• _Material supplied_
+--

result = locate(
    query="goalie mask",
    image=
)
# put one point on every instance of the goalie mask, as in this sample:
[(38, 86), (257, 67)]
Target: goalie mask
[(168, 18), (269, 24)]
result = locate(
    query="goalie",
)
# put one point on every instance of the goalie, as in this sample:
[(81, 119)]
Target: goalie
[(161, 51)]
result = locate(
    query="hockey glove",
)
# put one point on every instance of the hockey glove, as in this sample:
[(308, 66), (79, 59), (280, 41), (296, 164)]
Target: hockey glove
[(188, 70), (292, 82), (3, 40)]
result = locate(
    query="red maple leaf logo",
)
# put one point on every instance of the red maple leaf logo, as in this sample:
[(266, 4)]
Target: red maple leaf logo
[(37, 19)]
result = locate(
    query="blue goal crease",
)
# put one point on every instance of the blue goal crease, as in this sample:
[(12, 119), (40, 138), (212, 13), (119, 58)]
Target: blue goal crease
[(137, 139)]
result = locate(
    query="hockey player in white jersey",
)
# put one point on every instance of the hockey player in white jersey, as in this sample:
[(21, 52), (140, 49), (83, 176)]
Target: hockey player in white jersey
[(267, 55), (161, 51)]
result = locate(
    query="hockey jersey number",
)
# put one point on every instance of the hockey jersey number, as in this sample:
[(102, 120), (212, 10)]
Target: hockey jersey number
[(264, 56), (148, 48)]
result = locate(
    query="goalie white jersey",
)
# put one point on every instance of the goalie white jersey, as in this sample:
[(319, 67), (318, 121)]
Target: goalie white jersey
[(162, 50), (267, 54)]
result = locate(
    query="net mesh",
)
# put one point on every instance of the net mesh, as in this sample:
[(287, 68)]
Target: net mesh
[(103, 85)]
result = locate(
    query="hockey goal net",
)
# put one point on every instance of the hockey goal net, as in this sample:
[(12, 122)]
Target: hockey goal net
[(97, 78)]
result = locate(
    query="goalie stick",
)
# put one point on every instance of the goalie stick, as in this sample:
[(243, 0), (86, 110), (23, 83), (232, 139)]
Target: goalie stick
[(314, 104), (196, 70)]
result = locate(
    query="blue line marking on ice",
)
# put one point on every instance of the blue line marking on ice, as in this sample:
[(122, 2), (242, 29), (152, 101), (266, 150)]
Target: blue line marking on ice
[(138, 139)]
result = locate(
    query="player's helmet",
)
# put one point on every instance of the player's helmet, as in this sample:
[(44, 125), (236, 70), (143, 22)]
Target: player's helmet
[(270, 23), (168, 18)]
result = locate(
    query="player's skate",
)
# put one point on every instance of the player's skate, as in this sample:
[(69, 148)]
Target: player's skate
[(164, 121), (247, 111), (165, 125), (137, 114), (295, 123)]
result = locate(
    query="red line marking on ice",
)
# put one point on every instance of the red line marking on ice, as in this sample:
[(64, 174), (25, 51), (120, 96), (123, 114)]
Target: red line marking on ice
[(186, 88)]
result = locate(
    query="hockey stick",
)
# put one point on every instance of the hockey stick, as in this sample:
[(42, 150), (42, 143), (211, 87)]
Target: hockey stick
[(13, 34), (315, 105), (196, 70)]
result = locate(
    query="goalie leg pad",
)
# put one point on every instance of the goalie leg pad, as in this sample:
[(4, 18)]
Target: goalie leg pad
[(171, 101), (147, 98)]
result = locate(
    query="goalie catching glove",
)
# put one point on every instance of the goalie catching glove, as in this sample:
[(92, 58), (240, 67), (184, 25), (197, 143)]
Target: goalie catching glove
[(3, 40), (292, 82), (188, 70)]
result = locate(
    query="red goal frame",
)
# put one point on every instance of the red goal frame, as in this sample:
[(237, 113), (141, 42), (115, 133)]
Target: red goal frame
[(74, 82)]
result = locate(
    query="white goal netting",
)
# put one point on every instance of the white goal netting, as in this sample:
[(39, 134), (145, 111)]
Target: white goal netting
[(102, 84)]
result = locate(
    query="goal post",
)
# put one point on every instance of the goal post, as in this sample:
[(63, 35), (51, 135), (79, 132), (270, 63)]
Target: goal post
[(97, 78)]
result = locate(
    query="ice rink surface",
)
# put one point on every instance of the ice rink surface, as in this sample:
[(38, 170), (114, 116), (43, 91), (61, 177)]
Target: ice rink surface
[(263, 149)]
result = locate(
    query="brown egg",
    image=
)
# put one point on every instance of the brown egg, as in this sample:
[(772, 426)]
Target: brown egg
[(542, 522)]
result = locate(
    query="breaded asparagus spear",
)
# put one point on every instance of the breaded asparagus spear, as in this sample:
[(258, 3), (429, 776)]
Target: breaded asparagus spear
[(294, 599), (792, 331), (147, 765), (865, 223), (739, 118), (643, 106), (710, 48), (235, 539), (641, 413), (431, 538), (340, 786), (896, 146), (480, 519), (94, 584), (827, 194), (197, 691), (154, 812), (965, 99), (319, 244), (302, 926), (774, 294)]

+--

• _Exercise goal_
Copy the material from its start through the line that contains "[(161, 51)]", adding 133 to every coordinate in the answer point lists and leaving all other lines unchanged.

• _Full response_
result = locate(
    query="goalie mask",
    image=
)
# put one point on every instance of the goalie mask, as in this sample:
[(38, 86), (257, 67)]
Target: goalie mask
[(301, 151), (402, 157)]
result = locate(
    query="goalie",
)
# put one point on every instance of the goalie, as in this sample:
[(81, 119)]
Target: goalie
[(294, 184)]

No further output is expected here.